[Begin Records for this task]

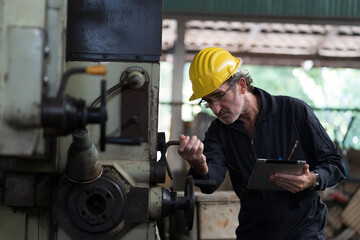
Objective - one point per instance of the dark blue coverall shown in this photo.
(273, 214)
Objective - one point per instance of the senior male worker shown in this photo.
(253, 124)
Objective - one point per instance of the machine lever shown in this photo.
(163, 156)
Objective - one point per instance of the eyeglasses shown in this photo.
(219, 97)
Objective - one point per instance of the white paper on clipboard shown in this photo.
(264, 167)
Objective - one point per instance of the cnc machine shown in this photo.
(79, 85)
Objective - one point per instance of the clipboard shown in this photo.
(259, 178)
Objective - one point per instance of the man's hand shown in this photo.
(294, 183)
(191, 150)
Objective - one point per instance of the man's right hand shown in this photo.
(191, 150)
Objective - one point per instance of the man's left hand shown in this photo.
(294, 183)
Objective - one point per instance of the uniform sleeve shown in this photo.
(214, 152)
(322, 153)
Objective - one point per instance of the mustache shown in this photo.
(222, 111)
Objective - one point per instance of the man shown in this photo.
(253, 124)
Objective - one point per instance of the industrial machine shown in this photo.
(79, 144)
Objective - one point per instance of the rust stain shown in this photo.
(224, 223)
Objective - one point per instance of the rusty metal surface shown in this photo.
(217, 215)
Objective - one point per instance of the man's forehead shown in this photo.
(220, 90)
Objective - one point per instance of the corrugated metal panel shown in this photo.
(338, 9)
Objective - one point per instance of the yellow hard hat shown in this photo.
(210, 68)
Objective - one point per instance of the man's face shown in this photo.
(226, 107)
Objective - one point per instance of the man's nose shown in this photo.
(215, 107)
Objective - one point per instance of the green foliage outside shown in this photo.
(332, 93)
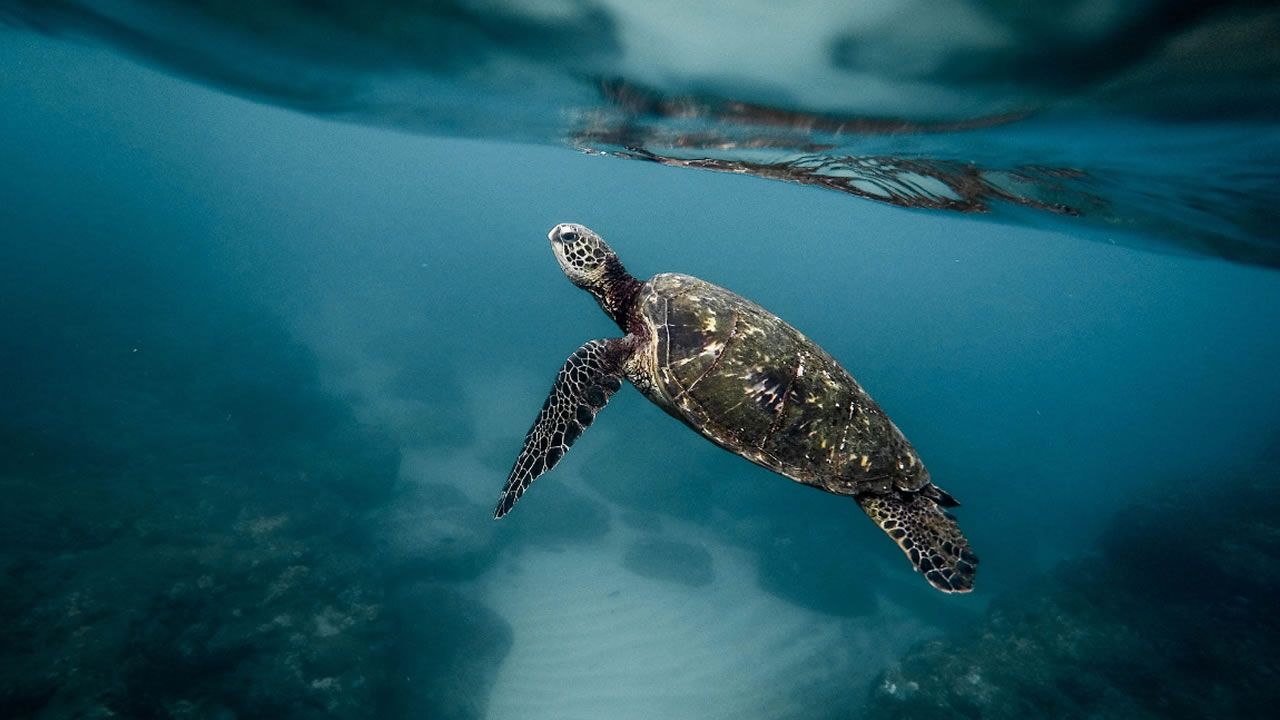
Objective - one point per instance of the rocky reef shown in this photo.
(186, 528)
(1173, 618)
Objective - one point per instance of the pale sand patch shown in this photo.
(595, 641)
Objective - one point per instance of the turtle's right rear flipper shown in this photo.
(927, 534)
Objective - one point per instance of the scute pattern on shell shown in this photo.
(758, 387)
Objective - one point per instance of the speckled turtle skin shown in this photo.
(755, 386)
(750, 383)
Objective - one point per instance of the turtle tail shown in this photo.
(927, 533)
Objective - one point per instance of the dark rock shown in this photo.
(670, 560)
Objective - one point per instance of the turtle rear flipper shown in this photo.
(927, 534)
(583, 387)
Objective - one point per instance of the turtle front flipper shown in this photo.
(584, 384)
(927, 533)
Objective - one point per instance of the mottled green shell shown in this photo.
(758, 387)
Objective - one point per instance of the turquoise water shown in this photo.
(265, 372)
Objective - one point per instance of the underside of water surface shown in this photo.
(279, 308)
(1152, 121)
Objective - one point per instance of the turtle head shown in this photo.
(592, 265)
(586, 260)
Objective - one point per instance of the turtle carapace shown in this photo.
(750, 383)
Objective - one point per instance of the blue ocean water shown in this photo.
(266, 361)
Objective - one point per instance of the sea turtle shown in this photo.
(750, 383)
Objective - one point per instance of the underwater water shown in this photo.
(278, 309)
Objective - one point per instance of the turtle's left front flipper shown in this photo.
(584, 384)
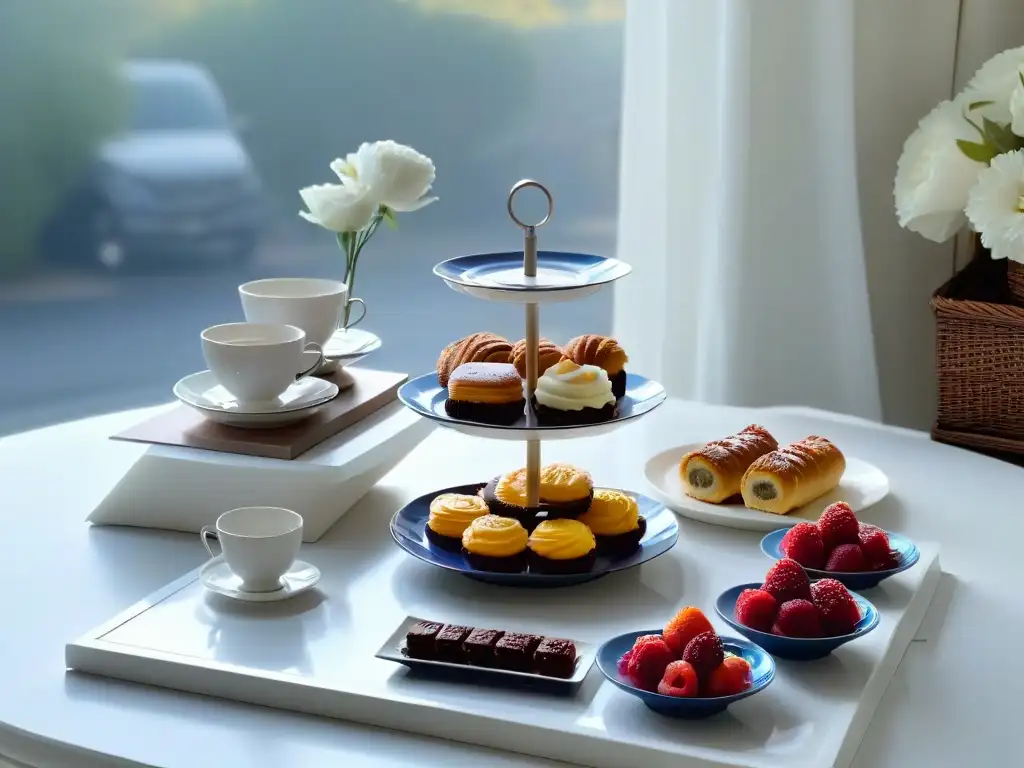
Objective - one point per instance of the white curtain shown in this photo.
(738, 205)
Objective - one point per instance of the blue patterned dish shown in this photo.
(906, 552)
(797, 648)
(762, 670)
(560, 276)
(409, 523)
(424, 395)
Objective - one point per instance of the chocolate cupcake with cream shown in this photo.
(568, 394)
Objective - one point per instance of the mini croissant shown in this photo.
(602, 351)
(548, 354)
(481, 347)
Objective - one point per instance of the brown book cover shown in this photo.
(185, 426)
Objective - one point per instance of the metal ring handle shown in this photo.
(521, 185)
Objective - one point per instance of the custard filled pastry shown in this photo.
(481, 347)
(715, 472)
(591, 349)
(548, 354)
(793, 475)
(489, 392)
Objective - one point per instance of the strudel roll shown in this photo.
(714, 472)
(793, 475)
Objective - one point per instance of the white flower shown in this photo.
(1017, 110)
(995, 206)
(996, 81)
(394, 175)
(340, 208)
(933, 176)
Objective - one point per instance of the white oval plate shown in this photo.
(861, 485)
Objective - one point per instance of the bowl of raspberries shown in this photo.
(792, 616)
(686, 670)
(841, 547)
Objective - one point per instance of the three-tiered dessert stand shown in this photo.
(530, 279)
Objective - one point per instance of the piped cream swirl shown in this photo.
(571, 387)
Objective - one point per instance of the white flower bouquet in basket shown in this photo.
(378, 180)
(965, 164)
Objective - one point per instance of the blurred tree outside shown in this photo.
(59, 97)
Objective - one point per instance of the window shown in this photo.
(156, 155)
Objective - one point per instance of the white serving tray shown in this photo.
(314, 653)
(394, 647)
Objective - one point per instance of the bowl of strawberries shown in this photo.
(841, 547)
(686, 670)
(791, 616)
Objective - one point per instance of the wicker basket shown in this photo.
(980, 359)
(1015, 279)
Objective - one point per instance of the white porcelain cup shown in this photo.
(256, 361)
(313, 304)
(259, 544)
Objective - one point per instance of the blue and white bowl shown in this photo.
(762, 670)
(906, 551)
(796, 648)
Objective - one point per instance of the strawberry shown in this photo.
(847, 558)
(647, 662)
(705, 652)
(685, 626)
(875, 544)
(680, 680)
(732, 676)
(757, 609)
(624, 663)
(838, 525)
(786, 581)
(803, 544)
(798, 619)
(838, 609)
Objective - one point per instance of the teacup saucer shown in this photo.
(216, 577)
(202, 392)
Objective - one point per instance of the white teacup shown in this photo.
(259, 544)
(256, 361)
(313, 304)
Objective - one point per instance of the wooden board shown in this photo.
(185, 426)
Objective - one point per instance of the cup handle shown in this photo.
(206, 532)
(312, 346)
(357, 321)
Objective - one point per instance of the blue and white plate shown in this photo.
(906, 552)
(762, 671)
(560, 276)
(424, 395)
(797, 648)
(409, 523)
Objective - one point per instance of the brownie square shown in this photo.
(420, 639)
(555, 657)
(515, 651)
(448, 645)
(479, 646)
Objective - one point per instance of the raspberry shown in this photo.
(757, 609)
(705, 652)
(680, 680)
(798, 619)
(875, 544)
(803, 544)
(732, 676)
(847, 558)
(685, 626)
(624, 663)
(647, 662)
(786, 581)
(838, 525)
(838, 609)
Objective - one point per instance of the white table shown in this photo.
(952, 700)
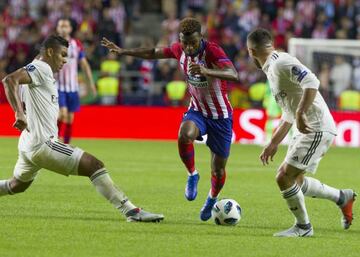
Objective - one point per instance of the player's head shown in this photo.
(64, 27)
(54, 51)
(259, 43)
(190, 35)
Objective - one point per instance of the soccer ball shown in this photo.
(226, 212)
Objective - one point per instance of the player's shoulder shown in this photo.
(212, 46)
(76, 42)
(38, 65)
(283, 61)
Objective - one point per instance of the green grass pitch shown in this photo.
(65, 216)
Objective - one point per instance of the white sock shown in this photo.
(5, 188)
(193, 173)
(105, 186)
(314, 188)
(296, 202)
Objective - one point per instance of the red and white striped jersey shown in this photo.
(67, 77)
(208, 95)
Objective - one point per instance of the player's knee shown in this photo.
(281, 176)
(218, 172)
(17, 186)
(186, 136)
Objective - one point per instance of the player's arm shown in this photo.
(226, 72)
(85, 67)
(270, 150)
(144, 53)
(12, 90)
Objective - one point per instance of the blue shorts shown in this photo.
(70, 100)
(219, 132)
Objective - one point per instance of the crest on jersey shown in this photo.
(30, 67)
(297, 72)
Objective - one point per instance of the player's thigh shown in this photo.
(63, 114)
(89, 164)
(308, 149)
(217, 162)
(219, 137)
(192, 126)
(73, 102)
(25, 170)
(58, 157)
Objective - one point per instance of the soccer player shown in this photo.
(295, 89)
(206, 67)
(38, 144)
(67, 79)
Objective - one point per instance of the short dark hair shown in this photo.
(54, 41)
(64, 18)
(260, 37)
(189, 26)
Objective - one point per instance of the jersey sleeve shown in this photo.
(218, 57)
(34, 72)
(297, 73)
(174, 51)
(81, 49)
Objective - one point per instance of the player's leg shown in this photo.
(67, 160)
(312, 187)
(24, 174)
(218, 177)
(286, 179)
(191, 128)
(219, 142)
(63, 111)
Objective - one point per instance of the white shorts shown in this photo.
(52, 155)
(306, 150)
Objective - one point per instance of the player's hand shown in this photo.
(93, 90)
(268, 152)
(111, 46)
(197, 69)
(20, 122)
(301, 123)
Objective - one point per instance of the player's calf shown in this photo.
(13, 186)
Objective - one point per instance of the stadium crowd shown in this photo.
(24, 23)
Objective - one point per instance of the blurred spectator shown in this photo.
(340, 75)
(25, 23)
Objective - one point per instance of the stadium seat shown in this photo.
(349, 100)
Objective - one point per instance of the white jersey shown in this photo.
(41, 106)
(288, 78)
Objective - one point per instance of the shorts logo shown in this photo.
(54, 99)
(30, 67)
(297, 72)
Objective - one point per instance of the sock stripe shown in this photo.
(59, 148)
(304, 186)
(98, 174)
(312, 149)
(8, 188)
(292, 192)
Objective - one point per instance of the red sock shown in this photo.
(67, 133)
(217, 184)
(187, 155)
(61, 128)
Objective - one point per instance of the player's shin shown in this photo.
(106, 187)
(187, 155)
(314, 188)
(217, 183)
(5, 188)
(294, 198)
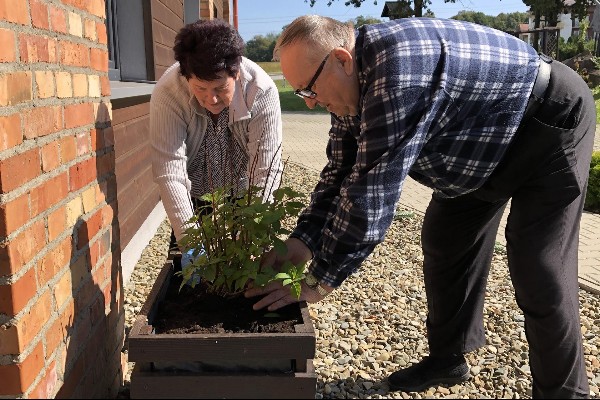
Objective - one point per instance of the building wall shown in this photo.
(61, 310)
(167, 19)
(137, 194)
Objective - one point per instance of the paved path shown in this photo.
(304, 141)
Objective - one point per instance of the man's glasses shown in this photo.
(307, 91)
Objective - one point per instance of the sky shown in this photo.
(261, 17)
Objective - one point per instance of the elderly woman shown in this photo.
(215, 121)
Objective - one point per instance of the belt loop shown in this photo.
(539, 87)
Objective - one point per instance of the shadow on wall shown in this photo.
(94, 328)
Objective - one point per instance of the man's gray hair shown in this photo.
(320, 34)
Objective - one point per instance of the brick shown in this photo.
(44, 83)
(83, 143)
(80, 4)
(63, 290)
(15, 88)
(9, 340)
(10, 132)
(99, 59)
(13, 298)
(74, 211)
(54, 261)
(14, 214)
(47, 384)
(74, 54)
(34, 48)
(59, 331)
(16, 378)
(50, 156)
(64, 84)
(96, 7)
(58, 19)
(19, 169)
(80, 272)
(8, 46)
(42, 121)
(104, 86)
(77, 115)
(49, 193)
(21, 249)
(14, 11)
(101, 32)
(82, 174)
(80, 85)
(94, 86)
(89, 199)
(88, 229)
(57, 223)
(30, 324)
(68, 149)
(75, 24)
(39, 14)
(89, 29)
(102, 112)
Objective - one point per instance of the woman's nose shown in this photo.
(310, 103)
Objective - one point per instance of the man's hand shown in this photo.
(277, 295)
(297, 253)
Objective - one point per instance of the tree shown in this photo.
(503, 22)
(361, 20)
(260, 48)
(416, 10)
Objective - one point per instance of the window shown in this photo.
(129, 31)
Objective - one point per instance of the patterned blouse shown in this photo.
(220, 162)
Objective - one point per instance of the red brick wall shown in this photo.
(61, 311)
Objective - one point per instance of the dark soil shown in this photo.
(195, 310)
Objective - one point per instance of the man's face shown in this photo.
(213, 95)
(336, 86)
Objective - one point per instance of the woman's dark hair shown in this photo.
(206, 47)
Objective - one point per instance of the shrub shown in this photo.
(592, 200)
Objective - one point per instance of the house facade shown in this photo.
(77, 200)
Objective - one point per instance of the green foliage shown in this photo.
(503, 21)
(592, 199)
(228, 242)
(596, 93)
(260, 48)
(361, 20)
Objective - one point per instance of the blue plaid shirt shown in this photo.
(440, 101)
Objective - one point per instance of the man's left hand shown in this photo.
(277, 295)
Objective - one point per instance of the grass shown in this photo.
(290, 102)
(596, 93)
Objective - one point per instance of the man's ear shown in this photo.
(344, 57)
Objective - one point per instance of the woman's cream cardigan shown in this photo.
(178, 124)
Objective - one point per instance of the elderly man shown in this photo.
(481, 118)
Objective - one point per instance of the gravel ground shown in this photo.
(375, 323)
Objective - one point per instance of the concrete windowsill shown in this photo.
(126, 94)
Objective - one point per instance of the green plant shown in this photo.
(592, 199)
(228, 241)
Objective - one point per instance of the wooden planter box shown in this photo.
(228, 365)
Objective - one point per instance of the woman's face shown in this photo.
(213, 95)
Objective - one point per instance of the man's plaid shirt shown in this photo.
(440, 100)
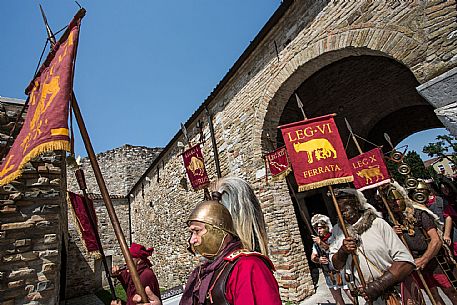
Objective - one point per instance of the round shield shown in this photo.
(411, 182)
(420, 197)
(396, 156)
(404, 169)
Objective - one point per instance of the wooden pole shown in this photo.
(355, 258)
(213, 141)
(395, 221)
(92, 220)
(101, 181)
(107, 200)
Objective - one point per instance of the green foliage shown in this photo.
(416, 164)
(105, 295)
(445, 145)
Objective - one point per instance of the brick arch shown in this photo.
(324, 51)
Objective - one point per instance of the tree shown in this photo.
(444, 145)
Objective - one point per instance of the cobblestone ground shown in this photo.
(321, 297)
(90, 299)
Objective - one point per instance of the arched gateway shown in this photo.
(360, 59)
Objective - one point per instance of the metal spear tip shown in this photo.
(71, 162)
(184, 131)
(348, 125)
(386, 136)
(300, 104)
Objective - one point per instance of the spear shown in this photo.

[End Records for this task]

Beginning with the line that contains "Objective - one point per instance of the brick arch", repeat every line through the end of the records and nothing more.

Objective - one point per instance of the brick arch shown in this photo.
(324, 51)
Objective - one point per instance of the tree shown in this photo.
(444, 145)
Objective - one point per instance of the cobblestone ground shown in this photo.
(321, 297)
(90, 299)
Objective - one point per instance of the arched gateway shown in this photo.
(360, 59)
Objective - one point per instance of the metal spear tip shown in this photo.
(71, 162)
(184, 131)
(348, 125)
(386, 136)
(300, 104)
Objective - one point per instance of the spear shown in this photo.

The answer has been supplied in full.